* Excerpted records
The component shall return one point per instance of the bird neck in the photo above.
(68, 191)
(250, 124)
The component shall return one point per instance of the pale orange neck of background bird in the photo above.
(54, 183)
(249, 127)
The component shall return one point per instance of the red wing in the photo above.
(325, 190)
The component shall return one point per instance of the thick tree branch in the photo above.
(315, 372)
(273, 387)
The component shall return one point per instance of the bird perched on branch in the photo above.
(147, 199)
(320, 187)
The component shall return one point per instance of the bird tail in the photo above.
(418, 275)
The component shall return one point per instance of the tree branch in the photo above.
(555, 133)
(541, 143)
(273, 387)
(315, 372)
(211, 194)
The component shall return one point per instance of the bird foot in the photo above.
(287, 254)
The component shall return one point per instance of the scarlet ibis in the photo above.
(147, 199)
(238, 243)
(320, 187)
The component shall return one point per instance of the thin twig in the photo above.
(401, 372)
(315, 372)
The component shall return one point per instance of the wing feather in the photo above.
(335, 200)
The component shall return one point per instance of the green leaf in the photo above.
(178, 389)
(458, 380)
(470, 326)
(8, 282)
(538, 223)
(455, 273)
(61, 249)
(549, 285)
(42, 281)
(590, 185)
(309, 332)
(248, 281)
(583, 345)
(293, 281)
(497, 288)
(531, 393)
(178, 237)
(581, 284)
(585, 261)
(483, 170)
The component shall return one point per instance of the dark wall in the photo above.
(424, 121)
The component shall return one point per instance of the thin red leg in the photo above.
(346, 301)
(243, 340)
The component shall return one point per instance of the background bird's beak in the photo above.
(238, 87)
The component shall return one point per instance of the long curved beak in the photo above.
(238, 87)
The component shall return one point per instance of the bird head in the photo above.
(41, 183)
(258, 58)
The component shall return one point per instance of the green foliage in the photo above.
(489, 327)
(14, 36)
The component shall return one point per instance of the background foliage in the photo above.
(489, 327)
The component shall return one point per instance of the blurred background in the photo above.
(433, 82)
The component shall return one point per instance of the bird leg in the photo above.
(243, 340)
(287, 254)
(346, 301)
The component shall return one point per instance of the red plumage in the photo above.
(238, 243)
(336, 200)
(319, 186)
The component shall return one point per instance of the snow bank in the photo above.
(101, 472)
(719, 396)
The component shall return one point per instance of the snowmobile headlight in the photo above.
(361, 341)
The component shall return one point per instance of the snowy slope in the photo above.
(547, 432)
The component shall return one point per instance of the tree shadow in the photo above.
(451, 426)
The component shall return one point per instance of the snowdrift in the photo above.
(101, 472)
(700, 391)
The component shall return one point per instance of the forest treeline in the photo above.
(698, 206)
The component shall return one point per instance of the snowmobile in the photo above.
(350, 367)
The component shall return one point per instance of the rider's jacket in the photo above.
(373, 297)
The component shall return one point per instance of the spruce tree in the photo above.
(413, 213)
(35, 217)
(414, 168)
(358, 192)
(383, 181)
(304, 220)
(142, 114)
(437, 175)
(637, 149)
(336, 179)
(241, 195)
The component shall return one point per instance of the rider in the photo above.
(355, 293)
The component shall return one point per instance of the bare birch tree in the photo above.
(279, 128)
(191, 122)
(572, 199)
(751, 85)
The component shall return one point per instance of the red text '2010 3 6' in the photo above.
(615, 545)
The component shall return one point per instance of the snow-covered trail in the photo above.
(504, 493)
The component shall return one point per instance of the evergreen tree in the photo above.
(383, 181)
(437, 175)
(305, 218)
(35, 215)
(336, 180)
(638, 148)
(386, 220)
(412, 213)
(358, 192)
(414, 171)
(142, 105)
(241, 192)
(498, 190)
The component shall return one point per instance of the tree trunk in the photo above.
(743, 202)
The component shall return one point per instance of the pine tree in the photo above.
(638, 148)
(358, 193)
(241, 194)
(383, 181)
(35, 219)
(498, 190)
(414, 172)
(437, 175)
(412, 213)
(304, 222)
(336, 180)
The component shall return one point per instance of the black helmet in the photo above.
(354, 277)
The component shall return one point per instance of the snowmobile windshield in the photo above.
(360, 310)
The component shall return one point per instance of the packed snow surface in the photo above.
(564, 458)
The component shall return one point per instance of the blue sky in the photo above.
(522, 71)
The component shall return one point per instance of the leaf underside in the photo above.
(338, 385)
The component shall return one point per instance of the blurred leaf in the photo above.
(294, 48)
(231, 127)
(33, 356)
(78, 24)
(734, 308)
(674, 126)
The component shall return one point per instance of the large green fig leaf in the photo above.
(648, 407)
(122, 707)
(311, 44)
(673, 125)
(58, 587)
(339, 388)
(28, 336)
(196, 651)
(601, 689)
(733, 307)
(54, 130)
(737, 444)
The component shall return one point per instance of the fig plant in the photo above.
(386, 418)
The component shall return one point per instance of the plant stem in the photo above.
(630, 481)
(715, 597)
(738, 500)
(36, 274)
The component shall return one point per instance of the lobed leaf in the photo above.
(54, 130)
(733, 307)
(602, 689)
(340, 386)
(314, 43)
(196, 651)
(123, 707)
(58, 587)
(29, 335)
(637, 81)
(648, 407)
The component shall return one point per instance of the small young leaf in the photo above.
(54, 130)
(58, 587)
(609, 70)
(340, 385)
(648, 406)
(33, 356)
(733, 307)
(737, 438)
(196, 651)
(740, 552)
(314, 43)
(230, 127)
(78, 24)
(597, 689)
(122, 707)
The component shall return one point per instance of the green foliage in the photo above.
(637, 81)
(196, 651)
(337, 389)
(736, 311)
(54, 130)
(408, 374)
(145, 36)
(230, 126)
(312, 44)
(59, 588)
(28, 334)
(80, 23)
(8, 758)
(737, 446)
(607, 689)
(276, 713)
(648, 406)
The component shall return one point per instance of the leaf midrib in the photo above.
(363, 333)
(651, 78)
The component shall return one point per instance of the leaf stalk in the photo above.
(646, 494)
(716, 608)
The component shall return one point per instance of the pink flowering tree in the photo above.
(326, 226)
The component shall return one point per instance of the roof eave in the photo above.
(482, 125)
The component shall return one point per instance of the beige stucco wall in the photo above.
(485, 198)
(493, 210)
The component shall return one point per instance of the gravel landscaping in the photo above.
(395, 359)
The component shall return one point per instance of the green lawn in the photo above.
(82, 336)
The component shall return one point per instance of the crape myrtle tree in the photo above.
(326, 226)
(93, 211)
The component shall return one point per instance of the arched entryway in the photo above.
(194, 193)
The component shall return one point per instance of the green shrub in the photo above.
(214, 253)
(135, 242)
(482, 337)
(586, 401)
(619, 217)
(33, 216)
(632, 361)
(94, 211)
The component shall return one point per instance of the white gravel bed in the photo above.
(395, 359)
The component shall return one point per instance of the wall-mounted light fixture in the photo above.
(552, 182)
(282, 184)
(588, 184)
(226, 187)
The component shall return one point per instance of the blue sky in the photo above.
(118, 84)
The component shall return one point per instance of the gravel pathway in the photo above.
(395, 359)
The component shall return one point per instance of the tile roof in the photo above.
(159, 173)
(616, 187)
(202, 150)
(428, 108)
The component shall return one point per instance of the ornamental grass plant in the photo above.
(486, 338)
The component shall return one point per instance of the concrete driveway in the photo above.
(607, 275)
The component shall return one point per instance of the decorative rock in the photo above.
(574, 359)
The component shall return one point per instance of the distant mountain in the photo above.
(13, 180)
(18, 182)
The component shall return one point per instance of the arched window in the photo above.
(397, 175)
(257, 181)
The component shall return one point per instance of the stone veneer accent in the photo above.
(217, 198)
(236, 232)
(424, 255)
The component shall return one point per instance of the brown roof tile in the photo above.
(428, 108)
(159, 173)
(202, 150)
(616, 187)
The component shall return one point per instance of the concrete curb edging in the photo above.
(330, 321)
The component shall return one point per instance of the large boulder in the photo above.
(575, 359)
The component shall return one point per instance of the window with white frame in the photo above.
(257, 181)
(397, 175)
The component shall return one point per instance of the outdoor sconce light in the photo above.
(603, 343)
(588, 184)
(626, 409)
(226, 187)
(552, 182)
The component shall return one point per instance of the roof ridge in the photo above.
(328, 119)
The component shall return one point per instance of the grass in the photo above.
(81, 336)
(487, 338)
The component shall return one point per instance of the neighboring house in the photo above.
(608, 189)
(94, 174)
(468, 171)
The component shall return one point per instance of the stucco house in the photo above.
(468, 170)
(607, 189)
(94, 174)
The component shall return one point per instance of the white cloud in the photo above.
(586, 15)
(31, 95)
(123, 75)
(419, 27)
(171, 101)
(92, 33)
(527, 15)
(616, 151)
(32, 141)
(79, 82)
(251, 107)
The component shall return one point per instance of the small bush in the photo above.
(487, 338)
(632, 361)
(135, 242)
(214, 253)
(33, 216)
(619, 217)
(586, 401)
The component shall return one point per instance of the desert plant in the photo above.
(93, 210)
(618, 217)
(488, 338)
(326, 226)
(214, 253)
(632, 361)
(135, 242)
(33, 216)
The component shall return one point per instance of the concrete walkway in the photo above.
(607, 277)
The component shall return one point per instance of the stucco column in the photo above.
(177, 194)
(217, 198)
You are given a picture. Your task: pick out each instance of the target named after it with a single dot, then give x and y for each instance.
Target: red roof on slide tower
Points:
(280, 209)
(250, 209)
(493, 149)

* What is required
Could you copy exactly the line containing "You are given" and each line after it through the end of the records, and nothing else?

* Result for this task
You are given a picture. Your task: pick out each instance of the target named after it with a single dot, then give x and y for each instance.
Target: red roof on slide tower
Points:
(280, 209)
(250, 209)
(493, 149)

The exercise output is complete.